• [What is needed]: How many lines in the rows below contain the word "foliage"? Tally them and reply with the number alone.

• [Given entries]:
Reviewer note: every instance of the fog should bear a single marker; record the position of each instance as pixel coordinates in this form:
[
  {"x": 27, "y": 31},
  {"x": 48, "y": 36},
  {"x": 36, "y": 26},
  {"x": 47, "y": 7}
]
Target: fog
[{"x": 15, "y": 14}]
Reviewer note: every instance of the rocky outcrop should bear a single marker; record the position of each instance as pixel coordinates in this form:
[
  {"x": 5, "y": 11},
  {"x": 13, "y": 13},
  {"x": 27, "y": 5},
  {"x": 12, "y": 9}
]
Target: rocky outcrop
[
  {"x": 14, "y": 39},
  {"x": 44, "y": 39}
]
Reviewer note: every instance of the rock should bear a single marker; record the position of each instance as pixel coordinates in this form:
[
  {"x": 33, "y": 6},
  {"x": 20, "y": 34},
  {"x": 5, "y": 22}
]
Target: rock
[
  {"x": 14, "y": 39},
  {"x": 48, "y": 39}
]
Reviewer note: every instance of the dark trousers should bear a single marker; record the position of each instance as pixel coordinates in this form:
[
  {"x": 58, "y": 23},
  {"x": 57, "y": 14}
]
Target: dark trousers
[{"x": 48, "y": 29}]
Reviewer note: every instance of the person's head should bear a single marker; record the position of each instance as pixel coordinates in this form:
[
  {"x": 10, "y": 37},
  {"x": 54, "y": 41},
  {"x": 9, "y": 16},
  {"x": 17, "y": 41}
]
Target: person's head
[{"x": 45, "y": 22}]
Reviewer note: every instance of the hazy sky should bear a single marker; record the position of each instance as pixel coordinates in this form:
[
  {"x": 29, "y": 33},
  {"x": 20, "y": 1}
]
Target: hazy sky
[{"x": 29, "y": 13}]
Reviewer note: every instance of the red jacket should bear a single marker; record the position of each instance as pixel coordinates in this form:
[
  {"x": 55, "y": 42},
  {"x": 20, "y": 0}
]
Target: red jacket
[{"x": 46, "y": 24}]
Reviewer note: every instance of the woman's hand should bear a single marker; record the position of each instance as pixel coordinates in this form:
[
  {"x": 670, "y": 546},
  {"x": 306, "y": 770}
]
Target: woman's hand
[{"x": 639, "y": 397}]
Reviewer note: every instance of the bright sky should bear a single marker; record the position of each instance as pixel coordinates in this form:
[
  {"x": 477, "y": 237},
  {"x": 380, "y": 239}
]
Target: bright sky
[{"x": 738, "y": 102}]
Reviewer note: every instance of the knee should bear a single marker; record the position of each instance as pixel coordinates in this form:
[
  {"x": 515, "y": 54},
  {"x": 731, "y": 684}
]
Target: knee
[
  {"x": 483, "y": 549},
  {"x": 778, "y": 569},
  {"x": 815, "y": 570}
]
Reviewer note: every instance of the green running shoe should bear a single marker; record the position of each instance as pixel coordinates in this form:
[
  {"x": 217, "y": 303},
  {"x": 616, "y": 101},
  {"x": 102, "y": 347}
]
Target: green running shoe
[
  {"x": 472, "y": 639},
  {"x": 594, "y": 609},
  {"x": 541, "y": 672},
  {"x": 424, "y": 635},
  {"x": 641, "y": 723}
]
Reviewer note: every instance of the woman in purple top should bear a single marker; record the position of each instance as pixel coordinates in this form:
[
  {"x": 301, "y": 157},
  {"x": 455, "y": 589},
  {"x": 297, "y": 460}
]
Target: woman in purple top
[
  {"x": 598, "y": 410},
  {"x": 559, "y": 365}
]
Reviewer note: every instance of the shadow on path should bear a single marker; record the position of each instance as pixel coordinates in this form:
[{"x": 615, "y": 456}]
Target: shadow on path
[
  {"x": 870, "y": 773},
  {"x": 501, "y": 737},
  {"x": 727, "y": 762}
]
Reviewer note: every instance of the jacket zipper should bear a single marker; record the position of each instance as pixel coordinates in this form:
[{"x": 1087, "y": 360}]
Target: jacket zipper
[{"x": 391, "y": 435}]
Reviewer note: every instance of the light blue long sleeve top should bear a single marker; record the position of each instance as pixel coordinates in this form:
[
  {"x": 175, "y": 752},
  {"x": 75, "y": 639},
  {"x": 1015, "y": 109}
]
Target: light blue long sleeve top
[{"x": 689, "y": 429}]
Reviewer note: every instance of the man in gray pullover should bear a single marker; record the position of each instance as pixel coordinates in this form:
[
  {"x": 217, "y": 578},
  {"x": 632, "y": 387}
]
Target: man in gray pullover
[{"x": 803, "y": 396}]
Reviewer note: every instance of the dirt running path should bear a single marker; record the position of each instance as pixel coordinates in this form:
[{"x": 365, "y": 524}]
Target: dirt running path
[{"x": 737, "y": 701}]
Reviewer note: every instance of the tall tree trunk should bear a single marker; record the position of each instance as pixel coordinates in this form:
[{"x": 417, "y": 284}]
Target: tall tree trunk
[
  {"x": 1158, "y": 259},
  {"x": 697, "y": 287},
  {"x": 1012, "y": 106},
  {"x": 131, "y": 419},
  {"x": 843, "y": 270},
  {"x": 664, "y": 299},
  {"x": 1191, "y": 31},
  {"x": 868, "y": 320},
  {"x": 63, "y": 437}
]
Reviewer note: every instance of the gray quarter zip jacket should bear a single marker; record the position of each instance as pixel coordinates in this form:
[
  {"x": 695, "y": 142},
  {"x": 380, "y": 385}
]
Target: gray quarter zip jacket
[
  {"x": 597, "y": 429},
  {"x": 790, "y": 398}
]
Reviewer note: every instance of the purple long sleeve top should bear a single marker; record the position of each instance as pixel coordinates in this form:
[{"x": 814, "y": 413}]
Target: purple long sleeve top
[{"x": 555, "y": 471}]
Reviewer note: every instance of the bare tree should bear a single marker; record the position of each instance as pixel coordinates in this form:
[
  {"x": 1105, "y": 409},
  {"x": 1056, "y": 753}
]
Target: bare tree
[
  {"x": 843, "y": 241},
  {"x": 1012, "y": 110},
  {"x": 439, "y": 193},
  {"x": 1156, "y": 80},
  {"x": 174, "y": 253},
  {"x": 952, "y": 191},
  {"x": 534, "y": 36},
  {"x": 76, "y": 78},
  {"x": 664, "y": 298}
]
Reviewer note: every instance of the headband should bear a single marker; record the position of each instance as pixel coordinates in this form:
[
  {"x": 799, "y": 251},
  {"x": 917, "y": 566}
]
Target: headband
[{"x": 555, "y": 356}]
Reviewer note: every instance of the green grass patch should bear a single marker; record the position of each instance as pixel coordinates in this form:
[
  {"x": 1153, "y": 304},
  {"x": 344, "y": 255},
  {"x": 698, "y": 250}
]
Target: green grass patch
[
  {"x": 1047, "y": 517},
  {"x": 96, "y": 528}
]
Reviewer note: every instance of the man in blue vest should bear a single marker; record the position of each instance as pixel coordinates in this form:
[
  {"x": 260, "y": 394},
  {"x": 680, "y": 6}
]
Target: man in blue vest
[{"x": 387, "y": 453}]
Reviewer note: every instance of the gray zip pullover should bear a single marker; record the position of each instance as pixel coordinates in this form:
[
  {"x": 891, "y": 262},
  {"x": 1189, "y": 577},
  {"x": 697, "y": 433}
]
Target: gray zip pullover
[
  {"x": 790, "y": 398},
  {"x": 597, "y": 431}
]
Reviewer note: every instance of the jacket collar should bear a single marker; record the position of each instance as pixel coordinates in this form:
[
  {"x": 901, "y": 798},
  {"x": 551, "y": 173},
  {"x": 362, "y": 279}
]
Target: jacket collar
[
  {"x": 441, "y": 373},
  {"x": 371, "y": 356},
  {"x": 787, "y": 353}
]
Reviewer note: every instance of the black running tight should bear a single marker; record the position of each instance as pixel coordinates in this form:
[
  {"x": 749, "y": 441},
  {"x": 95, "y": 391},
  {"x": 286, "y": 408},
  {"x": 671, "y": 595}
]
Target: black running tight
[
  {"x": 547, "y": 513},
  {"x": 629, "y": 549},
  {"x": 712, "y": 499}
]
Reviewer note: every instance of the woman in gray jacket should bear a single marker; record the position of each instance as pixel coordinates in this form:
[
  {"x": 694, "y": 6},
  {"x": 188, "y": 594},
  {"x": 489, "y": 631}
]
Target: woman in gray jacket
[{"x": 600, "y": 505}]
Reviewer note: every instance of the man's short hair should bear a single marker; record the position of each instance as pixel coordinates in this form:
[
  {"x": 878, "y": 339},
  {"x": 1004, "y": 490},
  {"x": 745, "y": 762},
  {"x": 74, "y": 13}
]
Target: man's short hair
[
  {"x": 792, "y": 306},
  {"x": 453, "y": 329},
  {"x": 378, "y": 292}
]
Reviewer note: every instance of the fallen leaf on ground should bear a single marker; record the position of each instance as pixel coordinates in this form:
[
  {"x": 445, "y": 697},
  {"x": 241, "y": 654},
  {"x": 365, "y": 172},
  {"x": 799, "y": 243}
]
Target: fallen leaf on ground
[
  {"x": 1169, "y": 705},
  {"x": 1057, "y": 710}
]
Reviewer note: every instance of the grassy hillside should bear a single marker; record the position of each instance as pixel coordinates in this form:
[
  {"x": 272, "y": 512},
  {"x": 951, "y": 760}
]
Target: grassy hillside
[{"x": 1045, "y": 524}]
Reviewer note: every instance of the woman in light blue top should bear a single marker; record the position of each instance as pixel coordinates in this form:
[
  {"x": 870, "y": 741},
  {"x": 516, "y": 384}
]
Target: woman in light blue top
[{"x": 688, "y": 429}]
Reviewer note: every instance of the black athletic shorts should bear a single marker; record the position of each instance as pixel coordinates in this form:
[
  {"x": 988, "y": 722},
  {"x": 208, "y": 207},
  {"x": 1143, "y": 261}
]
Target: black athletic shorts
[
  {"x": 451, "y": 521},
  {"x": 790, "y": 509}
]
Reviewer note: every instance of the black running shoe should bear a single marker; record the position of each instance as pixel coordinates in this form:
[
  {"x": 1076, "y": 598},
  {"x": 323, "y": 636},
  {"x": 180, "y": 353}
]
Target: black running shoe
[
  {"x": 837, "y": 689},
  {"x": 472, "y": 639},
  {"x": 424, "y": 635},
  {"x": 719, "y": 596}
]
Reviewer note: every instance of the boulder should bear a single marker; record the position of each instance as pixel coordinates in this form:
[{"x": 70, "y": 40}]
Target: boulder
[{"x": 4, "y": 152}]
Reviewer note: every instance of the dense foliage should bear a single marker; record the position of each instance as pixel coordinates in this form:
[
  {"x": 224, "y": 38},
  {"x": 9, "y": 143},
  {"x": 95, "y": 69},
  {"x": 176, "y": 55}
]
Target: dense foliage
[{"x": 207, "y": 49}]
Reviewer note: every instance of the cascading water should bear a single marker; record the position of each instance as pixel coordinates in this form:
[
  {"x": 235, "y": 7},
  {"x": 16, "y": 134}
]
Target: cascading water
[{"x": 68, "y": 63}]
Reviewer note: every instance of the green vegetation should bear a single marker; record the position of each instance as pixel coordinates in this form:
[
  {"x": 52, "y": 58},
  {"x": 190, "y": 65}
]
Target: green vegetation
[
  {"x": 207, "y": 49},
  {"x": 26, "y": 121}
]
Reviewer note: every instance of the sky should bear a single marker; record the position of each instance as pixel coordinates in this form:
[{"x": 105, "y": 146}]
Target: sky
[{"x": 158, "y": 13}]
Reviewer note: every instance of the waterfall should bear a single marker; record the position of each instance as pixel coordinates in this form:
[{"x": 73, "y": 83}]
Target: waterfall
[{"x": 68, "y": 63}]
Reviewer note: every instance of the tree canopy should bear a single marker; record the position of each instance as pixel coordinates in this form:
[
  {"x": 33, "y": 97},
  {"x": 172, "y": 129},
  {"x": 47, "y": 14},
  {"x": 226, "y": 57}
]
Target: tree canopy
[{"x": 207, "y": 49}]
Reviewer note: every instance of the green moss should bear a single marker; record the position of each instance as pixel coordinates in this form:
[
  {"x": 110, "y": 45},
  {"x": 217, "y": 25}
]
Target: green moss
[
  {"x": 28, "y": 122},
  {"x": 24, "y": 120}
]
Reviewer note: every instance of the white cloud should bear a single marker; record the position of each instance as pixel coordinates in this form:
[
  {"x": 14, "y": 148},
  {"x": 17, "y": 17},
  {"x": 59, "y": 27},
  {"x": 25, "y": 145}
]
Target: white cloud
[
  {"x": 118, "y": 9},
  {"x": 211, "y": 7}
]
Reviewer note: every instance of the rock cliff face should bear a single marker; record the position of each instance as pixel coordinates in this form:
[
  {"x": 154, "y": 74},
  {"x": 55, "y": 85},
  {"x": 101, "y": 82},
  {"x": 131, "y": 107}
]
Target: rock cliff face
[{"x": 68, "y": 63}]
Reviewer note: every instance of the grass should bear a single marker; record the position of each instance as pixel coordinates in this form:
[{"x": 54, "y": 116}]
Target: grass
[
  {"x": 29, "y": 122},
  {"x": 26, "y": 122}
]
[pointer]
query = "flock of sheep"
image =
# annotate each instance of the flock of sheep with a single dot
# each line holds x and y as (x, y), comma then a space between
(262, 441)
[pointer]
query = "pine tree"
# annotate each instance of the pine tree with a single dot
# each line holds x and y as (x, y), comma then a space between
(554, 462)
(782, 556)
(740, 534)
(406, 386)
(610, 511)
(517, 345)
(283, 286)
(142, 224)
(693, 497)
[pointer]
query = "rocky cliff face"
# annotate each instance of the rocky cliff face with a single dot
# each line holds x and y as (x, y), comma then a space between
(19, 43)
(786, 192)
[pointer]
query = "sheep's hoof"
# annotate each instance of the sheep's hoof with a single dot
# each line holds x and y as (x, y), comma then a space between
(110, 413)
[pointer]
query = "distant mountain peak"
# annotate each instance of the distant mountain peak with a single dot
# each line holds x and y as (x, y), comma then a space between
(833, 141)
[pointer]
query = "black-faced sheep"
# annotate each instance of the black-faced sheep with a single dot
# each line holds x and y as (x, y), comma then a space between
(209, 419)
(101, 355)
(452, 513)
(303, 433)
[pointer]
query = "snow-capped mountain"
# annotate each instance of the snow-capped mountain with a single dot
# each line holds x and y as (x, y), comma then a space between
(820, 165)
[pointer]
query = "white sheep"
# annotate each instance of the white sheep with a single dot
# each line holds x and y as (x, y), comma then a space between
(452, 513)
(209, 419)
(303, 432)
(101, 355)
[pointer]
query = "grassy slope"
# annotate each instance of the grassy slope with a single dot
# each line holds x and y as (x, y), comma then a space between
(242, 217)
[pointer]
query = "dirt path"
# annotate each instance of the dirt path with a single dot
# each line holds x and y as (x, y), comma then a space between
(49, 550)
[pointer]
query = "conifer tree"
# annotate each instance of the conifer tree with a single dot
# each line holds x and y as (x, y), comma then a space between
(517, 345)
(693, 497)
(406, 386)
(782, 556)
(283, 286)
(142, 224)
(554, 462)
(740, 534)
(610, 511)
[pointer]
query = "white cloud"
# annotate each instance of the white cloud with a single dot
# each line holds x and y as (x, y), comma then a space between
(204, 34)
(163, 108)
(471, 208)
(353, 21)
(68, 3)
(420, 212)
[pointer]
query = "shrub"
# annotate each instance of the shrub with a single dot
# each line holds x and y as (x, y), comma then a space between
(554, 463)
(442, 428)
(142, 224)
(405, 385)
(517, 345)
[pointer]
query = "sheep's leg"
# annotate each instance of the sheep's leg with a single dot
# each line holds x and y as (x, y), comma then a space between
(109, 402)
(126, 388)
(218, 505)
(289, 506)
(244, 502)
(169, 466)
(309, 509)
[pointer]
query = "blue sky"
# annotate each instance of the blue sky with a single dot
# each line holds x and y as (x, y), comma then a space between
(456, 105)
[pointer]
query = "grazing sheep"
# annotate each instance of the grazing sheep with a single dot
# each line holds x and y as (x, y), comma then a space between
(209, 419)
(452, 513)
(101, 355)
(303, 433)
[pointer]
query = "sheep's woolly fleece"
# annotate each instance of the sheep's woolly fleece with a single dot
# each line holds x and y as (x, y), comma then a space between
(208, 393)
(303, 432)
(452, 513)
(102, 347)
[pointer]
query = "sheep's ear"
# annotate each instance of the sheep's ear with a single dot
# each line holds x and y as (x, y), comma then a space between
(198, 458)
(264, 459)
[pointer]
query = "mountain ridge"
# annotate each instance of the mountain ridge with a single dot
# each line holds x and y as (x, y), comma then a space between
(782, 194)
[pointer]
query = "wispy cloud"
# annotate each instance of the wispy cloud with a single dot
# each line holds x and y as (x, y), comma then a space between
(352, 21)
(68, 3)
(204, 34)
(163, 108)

• [Response below]: 2